Records drawn from a dataset:
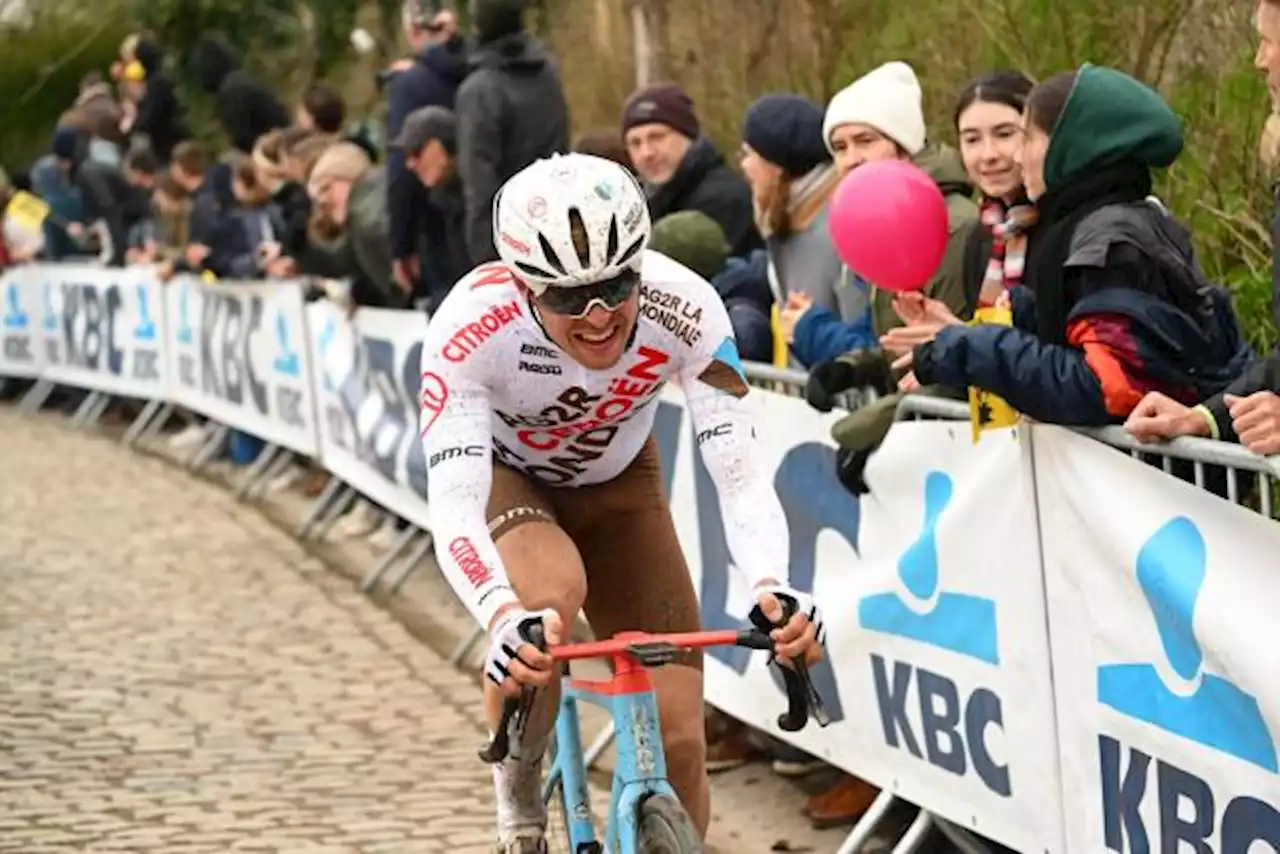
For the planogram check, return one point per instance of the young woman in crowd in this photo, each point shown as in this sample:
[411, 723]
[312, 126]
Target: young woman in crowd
[257, 215]
[1116, 305]
[350, 222]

- [What you are asked to do]: The copy you output must match the entries above exactly, except that it has no pictures.

- [Completed task]:
For the planogram check, return one point per instance of the young woman in crowd in this photo, each point shown as in this sample:
[411, 723]
[312, 126]
Target: young woman in crowd
[257, 215]
[1116, 305]
[350, 222]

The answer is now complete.